From: Viacheslav Dubeyko <Slava.Dubeyko@ibm.com>
To: Alex Markuze <amarkuze@redhat.com>,
"slava@dubeyko.com" <slava@dubeyko.com>,
David Howells <dhowells@redhat.com>
Cc: "linux-block@vger.kernel.org" <linux-block@vger.kernel.org>,
"idryomov@gmail.com" <idryomov@gmail.com>,
"jlayton@kernel.org" <jlayton@kernel.org>,
"linux-fsdevel@vger.kernel.org" <linux-fsdevel@vger.kernel.org>,
"ceph-devel@vger.kernel.org" <ceph-devel@vger.kernel.org>,
"dongsheng.yang@easystack.cn" <dongsheng.yang@easystack.cn>,
"linux-kernel@vger.kernel.org" <linux-kernel@vger.kernel.org>
Subject: Re: [RFC PATCH 32/35] netfs: Add some more RMW support for ceph
Date: Wed, 19 Mar 2025 19:14:24 +0000 [thread overview]
Message-ID: <b31f451e2949e7c07535accda067178238f7e1bb.camel@ibm.com> (raw)
In-Reply-To: <20250313233341.1675324-33-dhowells@redhat.com>
On Thu, 2025-03-13 at 23:33 +0000, David Howells wrote:
> Add some support for RMW in ceph:
>
> (1) Add netfs_unbuffered_read_from_inode() to allow reading from an inode
> without having a file pointer so that truncate can modify a
> now-partial tail block of a content-encrypted file.

CHALLENGES —
(a) In the email about RMW support for ceph, what does netfs_unbuffered_read_from_inode() make possible?
(b) Write the next part of the email about RMW support for ceph, starting after its last sentence.
These rows come from a different source than the email.

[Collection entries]
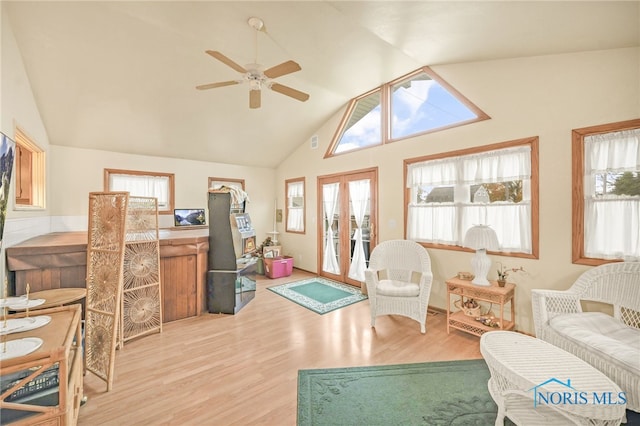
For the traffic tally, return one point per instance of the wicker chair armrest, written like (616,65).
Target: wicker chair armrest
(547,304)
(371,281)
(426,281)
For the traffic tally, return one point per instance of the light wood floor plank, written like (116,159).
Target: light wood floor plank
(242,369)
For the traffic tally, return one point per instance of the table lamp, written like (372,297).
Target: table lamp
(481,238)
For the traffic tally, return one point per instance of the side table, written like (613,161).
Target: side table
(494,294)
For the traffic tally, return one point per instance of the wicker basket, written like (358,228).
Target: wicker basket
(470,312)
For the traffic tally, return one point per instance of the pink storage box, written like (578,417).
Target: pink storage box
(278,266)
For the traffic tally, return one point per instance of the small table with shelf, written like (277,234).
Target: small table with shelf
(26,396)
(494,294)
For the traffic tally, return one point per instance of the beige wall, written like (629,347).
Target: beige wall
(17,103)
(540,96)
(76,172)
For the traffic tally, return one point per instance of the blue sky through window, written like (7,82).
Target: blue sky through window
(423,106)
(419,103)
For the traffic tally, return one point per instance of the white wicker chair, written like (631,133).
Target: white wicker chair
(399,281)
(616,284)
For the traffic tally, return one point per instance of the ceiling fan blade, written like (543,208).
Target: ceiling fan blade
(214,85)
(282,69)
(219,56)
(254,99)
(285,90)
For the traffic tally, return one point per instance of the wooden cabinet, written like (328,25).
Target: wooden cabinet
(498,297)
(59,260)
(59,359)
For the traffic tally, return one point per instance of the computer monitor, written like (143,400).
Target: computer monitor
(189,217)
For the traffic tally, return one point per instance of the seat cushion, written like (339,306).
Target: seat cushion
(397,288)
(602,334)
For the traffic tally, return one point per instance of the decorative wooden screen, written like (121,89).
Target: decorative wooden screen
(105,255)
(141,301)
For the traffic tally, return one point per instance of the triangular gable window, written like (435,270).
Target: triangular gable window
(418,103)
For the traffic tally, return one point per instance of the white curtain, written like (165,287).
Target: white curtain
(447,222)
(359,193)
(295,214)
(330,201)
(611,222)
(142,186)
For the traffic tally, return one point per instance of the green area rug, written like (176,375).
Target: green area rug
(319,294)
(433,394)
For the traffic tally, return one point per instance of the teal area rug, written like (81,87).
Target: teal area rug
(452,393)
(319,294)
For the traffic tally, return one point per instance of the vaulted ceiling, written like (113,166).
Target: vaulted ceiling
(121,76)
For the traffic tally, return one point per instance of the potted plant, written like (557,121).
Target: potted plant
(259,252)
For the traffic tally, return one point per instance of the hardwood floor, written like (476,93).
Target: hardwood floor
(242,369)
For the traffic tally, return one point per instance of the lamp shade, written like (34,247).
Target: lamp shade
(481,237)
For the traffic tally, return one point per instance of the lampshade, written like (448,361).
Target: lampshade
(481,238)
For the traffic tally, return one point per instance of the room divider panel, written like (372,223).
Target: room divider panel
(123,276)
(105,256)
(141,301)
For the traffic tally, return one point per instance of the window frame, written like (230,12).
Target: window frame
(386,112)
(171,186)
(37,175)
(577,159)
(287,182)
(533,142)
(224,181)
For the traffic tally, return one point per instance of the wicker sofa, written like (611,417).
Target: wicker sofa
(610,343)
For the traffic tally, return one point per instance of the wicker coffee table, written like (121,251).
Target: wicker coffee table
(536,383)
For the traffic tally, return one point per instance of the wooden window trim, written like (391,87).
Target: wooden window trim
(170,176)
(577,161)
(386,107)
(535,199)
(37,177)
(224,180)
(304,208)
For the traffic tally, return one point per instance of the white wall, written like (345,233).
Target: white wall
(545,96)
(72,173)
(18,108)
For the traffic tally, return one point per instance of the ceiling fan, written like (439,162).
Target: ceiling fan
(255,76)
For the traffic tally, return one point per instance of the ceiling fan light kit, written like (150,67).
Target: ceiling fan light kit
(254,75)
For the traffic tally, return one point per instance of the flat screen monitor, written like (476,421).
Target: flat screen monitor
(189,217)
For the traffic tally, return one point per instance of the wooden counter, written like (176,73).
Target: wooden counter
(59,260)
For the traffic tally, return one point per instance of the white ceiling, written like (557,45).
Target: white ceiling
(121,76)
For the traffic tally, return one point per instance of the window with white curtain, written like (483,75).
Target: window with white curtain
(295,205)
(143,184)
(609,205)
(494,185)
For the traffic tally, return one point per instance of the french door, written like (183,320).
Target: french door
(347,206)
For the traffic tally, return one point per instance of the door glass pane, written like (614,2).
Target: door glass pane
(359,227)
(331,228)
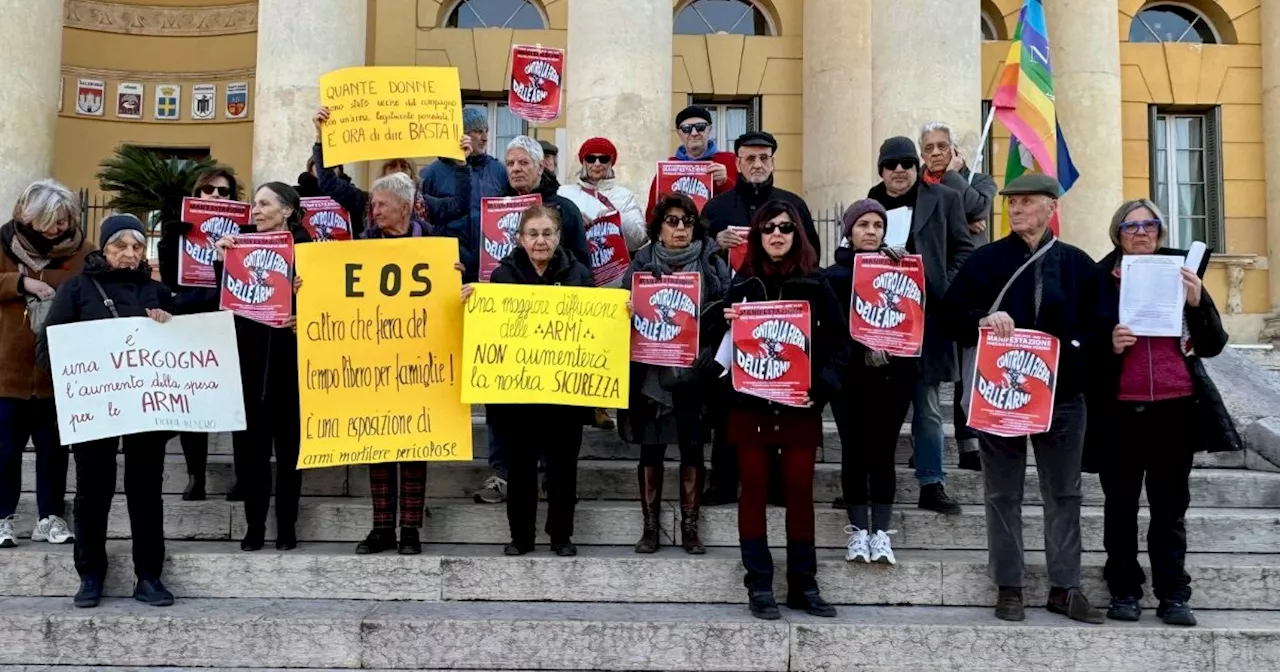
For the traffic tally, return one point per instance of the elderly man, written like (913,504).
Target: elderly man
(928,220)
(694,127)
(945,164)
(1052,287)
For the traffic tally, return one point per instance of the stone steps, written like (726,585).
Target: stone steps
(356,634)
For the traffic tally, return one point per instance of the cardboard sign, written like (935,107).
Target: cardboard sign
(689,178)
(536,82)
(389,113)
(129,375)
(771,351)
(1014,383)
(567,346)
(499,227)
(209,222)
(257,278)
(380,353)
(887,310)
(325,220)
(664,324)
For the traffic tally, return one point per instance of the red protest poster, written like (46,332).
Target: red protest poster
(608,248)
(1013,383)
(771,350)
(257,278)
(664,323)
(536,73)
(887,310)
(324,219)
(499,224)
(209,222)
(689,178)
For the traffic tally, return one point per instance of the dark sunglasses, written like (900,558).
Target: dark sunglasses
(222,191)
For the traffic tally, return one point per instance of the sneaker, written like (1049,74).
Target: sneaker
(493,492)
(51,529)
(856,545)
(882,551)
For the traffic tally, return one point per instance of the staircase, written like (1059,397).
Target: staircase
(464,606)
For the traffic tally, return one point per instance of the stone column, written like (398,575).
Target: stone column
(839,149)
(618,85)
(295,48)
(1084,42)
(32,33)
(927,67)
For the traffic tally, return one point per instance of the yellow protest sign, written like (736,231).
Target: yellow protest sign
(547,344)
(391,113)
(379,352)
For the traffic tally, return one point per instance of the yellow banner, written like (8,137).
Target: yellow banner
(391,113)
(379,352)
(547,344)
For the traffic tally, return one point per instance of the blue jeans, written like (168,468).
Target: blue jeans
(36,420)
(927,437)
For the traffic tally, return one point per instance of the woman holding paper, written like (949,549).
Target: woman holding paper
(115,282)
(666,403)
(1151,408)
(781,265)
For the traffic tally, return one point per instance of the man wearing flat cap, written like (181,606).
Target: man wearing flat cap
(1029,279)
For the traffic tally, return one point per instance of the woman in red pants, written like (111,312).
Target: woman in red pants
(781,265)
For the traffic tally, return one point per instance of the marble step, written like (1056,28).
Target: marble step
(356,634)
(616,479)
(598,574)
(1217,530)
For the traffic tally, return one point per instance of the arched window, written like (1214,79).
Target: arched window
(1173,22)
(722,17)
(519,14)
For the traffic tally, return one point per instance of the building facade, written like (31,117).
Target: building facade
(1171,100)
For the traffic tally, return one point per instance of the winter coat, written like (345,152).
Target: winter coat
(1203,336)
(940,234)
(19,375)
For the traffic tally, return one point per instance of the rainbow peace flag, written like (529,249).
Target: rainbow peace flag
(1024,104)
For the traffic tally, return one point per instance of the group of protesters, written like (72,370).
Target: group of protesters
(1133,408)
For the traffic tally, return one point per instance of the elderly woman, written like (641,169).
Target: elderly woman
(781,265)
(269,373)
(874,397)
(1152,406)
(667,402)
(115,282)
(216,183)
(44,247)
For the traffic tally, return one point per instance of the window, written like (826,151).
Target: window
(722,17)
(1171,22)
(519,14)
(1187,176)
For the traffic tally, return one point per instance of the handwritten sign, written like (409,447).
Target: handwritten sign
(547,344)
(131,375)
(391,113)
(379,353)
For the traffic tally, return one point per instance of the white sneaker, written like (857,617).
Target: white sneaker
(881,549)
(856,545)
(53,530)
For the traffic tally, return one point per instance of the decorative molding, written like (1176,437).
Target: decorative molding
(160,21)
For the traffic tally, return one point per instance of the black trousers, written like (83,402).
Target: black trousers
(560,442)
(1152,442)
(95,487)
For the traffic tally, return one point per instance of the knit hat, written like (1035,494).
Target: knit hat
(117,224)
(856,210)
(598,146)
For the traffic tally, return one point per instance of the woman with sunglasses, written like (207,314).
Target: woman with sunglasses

RESPONSES FOR EACH TASK —
(a) It allows reading from an inode without a file pointer, so that truncate can modify a now-partial tail block of a content-encrypted file.

(b)
>
> This takes an additional argument to cause it to fail or give a short
> read if a hole is encountered. This is noted on the request with
> NETFS_RREQ_NO_READ_HOLE for the filesystem to pick up.
>
> (2) Set NETFS_RREQ_RMW when doing an RMW as part of a request.
>
> (3) Provide a ->rmw_read_done() op for netfslib to tell the filesystem
> that it has completed the read required for RMW.
>
> Signed-off-by: David Howells <dhowells@redhat.com>
> cc: Jeff Layton <jlayton@kernel.org>
> cc: Viacheslav Dubeyko <slava@dubeyko.com>
> cc: Alex Markuze <amarkuze@redhat.com>
> cc: Ilya Dryomov <idryomov@gmail.com>
> cc: ceph-devel@vger.kernel.org
> cc: linux-fsdevel@vger.kernel.org
> ---
> fs/netfs/direct_read.c | 75 ++++++++++++++++++++++++++++++++++++
> fs/netfs/direct_write.c | 1 +
> fs/netfs/main.c | 1 +
> fs/netfs/objects.c | 1 +
> fs/netfs/read_collect.c | 2 +
> fs/netfs/write_retry.c | 3 ++
> include/linux/netfs.h | 7 ++++
> include/trace/events/netfs.h | 3 ++
> 8 files changed, 93 insertions(+)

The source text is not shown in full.